Data listing
--

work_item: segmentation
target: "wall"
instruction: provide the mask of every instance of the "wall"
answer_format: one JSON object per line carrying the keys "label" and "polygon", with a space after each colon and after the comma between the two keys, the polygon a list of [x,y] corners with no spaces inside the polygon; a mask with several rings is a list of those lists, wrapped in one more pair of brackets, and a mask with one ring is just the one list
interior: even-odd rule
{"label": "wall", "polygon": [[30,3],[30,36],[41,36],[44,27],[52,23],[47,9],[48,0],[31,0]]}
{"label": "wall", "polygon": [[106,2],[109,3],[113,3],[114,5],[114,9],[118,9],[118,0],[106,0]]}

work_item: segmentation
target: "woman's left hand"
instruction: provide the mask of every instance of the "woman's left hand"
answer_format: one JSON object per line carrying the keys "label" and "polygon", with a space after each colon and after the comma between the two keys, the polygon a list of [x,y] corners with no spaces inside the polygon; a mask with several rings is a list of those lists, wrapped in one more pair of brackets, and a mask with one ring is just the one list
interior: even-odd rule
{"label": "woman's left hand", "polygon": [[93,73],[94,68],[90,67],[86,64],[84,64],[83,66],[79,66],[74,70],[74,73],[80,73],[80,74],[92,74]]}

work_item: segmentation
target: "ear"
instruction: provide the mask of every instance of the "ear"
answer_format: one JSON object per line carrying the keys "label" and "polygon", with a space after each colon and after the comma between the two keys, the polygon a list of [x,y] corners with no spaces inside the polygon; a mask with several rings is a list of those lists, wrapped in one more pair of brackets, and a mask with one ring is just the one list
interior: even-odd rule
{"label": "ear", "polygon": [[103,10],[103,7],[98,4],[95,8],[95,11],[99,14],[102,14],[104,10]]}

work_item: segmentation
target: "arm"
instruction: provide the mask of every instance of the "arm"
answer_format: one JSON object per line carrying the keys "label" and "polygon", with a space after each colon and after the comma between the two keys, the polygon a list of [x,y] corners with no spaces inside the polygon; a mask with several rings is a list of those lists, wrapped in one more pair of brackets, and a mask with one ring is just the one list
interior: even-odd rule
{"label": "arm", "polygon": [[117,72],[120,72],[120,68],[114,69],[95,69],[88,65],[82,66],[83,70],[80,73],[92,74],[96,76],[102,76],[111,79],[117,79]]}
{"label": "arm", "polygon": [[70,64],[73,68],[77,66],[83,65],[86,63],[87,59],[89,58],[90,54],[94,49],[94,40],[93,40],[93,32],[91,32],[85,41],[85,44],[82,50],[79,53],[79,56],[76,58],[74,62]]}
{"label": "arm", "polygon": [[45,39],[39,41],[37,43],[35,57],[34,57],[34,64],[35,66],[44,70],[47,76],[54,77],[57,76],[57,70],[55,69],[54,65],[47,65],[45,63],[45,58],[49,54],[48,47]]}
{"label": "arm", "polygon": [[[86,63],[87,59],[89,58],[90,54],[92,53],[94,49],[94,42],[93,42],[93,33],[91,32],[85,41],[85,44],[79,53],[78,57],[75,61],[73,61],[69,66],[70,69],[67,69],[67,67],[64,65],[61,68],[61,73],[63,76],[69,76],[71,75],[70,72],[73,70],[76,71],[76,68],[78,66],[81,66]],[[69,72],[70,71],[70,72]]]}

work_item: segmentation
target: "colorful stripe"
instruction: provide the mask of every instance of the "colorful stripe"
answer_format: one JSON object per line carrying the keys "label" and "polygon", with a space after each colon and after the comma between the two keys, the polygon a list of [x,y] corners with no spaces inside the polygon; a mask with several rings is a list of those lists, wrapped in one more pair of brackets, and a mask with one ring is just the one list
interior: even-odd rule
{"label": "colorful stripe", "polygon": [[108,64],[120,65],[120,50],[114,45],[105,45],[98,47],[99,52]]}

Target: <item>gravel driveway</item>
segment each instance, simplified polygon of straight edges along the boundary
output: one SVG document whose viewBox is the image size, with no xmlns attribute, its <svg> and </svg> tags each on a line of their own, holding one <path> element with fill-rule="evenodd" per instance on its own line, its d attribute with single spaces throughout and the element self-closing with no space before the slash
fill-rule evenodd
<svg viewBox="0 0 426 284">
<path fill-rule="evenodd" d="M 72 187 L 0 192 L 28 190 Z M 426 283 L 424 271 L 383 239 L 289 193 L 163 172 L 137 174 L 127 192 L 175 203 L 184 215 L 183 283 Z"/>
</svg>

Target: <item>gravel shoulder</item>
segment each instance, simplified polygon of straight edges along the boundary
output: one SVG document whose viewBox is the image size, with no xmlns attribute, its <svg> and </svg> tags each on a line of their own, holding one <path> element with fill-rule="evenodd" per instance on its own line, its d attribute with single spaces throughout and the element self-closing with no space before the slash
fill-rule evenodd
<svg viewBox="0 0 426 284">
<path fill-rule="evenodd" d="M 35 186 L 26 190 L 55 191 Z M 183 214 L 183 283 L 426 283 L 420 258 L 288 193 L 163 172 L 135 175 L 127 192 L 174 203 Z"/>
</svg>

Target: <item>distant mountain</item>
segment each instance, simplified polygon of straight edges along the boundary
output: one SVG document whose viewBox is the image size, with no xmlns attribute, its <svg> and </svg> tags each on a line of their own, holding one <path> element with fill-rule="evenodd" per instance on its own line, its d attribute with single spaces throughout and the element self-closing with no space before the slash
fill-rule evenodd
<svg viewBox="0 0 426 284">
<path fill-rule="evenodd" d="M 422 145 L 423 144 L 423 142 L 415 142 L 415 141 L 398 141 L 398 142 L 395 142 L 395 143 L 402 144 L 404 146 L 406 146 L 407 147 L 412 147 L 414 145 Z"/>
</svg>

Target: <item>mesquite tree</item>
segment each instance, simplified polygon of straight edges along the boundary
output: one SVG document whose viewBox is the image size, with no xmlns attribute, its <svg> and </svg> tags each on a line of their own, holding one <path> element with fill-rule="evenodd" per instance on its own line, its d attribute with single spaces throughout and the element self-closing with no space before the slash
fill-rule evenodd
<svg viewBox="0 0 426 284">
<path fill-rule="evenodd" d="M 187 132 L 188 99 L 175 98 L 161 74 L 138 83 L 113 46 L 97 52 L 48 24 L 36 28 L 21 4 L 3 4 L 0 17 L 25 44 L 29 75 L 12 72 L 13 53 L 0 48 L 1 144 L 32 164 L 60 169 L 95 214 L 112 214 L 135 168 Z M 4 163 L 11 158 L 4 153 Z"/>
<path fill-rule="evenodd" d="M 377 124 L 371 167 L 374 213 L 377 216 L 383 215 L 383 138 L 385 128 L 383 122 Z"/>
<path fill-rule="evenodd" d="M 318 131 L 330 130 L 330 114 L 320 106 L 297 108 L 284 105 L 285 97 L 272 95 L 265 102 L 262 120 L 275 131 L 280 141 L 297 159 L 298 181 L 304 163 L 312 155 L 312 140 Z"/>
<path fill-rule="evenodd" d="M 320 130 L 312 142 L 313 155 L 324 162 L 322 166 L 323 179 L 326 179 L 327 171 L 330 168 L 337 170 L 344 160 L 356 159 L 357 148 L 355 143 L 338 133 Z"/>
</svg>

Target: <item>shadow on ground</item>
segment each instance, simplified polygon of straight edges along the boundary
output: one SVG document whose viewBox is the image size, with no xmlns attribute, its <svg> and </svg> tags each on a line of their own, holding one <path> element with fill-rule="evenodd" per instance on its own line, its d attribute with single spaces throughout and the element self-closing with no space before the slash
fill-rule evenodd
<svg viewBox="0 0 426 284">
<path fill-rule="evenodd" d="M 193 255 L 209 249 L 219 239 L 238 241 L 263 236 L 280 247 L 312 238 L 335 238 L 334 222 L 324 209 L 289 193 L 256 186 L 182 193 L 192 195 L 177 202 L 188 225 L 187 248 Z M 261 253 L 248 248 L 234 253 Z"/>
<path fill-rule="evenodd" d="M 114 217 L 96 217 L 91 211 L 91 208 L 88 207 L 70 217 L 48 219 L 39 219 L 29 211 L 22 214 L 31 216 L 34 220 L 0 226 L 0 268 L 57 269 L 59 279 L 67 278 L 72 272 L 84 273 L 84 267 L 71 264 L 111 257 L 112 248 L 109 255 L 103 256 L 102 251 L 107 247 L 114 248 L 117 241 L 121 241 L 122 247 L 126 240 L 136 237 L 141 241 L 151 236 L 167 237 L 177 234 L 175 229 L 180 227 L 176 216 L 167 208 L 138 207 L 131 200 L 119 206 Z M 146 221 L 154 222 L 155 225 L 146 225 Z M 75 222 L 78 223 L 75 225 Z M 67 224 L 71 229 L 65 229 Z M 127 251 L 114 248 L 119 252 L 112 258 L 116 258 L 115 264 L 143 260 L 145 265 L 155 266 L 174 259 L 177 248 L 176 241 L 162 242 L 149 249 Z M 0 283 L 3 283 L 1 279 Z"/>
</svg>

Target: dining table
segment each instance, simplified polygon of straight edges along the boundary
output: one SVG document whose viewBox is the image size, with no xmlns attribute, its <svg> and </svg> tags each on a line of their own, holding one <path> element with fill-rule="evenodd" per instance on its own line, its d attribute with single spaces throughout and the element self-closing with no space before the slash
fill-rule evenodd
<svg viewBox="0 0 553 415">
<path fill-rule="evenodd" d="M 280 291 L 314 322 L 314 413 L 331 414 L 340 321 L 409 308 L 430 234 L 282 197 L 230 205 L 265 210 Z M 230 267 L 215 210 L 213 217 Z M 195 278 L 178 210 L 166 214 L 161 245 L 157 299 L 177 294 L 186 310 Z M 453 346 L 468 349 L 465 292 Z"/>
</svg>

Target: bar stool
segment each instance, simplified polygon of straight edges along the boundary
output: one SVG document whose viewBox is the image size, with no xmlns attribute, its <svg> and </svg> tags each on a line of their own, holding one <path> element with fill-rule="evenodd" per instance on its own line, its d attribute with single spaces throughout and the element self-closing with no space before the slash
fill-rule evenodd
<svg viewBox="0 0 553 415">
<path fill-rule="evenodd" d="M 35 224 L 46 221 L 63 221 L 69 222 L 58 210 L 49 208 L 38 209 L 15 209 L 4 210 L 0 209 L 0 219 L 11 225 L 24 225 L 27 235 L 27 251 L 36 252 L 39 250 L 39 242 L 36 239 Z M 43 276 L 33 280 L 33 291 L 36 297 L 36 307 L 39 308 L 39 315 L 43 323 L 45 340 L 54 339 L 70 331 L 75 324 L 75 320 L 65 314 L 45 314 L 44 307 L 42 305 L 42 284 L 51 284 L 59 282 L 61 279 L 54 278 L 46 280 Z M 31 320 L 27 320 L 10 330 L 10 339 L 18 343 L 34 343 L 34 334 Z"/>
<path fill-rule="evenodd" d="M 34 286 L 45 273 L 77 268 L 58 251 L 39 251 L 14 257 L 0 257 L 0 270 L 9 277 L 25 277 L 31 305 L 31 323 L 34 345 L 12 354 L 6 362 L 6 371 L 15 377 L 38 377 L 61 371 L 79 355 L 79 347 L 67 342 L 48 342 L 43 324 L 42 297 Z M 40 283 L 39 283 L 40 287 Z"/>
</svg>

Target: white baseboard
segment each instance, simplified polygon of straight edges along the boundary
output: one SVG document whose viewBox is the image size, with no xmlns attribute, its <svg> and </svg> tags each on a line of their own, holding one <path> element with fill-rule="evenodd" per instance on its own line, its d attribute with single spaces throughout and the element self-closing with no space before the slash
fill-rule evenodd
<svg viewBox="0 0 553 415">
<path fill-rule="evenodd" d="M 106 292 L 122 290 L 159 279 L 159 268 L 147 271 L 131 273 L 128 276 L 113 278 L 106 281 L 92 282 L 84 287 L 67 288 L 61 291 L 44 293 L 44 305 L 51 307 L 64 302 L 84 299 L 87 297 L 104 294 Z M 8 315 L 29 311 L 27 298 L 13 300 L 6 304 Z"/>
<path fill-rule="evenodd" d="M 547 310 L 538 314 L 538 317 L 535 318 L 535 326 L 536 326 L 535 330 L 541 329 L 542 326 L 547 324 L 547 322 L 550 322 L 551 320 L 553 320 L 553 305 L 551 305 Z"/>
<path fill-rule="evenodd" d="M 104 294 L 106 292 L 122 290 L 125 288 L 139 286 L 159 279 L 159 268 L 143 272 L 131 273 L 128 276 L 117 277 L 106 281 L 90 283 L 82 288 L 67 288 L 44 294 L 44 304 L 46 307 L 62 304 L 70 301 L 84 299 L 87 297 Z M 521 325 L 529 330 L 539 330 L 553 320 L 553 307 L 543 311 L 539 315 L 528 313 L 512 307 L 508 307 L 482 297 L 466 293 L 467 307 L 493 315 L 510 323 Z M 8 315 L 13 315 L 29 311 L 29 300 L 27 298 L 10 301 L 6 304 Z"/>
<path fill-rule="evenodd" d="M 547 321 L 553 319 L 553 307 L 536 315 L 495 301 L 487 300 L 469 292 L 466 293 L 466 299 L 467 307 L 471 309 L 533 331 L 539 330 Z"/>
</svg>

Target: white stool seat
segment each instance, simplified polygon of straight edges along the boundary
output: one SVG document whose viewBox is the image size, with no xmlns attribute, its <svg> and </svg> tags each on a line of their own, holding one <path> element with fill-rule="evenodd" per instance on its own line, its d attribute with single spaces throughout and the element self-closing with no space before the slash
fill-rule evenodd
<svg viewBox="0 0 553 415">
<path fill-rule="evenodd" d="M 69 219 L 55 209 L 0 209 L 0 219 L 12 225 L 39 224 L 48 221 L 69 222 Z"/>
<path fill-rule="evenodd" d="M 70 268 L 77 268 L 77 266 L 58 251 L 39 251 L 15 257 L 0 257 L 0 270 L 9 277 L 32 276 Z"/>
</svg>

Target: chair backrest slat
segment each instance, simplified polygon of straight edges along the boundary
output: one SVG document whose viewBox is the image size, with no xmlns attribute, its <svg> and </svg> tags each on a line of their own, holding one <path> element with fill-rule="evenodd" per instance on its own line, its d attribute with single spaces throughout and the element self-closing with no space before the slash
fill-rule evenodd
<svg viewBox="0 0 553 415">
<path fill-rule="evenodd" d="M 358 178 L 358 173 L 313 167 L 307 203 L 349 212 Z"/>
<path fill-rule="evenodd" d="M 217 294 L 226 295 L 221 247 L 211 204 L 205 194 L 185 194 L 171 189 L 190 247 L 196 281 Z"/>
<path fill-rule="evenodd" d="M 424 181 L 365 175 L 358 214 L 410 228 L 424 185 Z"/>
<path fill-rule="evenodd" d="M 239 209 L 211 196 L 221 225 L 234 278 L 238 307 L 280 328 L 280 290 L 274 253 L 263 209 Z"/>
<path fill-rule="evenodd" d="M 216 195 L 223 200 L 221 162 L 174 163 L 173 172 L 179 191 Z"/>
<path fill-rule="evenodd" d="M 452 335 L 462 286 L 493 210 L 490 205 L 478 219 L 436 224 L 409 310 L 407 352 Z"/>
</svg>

--

- [Goal]: Copy out the entries verbatim, starting at the line containing "Target: chair backrest slat" and continuing through the last line of the entries, with both ends included.

- [Solution]:
Target: chair backrest slat
segment each instance, simplified polygon of straight edges along the boundary
output: one SVG document whose viewBox is the image size, with no xmlns attribute, its <svg> and </svg> tags each on a line of their own, holding one <path> element with fill-rule="evenodd" per instance on its own line, its d attribute with single spaces throughout and the element self-closing with no space before the slash
fill-rule evenodd
<svg viewBox="0 0 553 415">
<path fill-rule="evenodd" d="M 358 178 L 358 173 L 313 167 L 307 203 L 349 212 Z"/>
<path fill-rule="evenodd" d="M 217 294 L 226 295 L 221 247 L 211 204 L 205 194 L 185 194 L 171 189 L 190 247 L 196 281 Z"/>
<path fill-rule="evenodd" d="M 424 181 L 365 175 L 358 214 L 410 228 L 424 185 Z"/>
<path fill-rule="evenodd" d="M 239 209 L 211 196 L 221 225 L 234 278 L 238 307 L 280 328 L 280 290 L 274 253 L 263 209 Z"/>
<path fill-rule="evenodd" d="M 216 195 L 223 200 L 221 162 L 174 163 L 173 172 L 179 191 Z"/>
<path fill-rule="evenodd" d="M 452 335 L 462 286 L 493 210 L 490 205 L 478 219 L 436 224 L 409 310 L 407 352 Z"/>
</svg>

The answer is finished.